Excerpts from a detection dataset
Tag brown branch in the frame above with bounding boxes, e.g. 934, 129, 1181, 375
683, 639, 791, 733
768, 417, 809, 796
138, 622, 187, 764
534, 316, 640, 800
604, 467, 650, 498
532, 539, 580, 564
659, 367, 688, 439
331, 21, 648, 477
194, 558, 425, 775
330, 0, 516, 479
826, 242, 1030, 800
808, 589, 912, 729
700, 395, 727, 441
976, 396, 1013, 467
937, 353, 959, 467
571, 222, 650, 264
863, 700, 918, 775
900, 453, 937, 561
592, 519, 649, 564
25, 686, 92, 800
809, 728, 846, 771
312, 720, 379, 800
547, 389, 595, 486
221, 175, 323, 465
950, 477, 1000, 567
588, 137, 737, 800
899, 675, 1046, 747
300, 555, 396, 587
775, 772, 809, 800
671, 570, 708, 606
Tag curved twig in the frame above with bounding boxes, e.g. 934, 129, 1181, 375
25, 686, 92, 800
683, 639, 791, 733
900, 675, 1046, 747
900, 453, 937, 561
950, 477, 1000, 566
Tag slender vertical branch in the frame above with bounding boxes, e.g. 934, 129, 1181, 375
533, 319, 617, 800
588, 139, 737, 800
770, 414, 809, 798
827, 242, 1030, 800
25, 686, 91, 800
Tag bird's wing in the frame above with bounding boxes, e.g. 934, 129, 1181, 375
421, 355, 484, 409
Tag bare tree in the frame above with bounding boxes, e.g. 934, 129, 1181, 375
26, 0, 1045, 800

...

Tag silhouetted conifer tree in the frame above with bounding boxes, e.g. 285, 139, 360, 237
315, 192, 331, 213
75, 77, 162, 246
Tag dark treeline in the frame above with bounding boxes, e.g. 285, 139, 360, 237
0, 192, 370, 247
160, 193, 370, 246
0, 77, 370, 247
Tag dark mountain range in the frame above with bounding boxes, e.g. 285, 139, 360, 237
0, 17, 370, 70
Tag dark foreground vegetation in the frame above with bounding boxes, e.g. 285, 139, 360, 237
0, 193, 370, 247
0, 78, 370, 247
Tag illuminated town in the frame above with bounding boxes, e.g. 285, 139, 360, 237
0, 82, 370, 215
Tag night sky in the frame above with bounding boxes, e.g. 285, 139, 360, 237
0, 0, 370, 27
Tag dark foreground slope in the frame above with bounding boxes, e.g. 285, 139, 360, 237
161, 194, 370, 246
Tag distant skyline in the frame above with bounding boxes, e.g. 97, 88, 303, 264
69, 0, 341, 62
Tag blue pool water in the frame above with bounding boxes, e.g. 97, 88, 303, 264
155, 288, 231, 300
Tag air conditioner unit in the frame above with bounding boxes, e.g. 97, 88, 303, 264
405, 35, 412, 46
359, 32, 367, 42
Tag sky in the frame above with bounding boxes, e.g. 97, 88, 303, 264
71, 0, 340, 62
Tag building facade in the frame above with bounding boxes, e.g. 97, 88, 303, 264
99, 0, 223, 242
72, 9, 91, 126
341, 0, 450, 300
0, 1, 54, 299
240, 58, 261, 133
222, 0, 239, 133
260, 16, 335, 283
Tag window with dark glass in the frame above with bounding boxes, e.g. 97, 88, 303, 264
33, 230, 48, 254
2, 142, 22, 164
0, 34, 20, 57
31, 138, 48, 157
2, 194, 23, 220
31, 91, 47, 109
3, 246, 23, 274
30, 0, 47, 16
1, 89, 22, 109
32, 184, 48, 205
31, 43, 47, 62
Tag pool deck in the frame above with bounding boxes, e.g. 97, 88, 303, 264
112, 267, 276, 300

BRIEF
Extract the lines of the listing above, starting at the line with "Tag pool deck" and going up to and including the line with "112, 267, 276, 300", and repeat them word for word.

OUTPUT
Tag pool deck in the frame above with bounding boxes, e.g. 97, 88, 303, 264
112, 267, 276, 300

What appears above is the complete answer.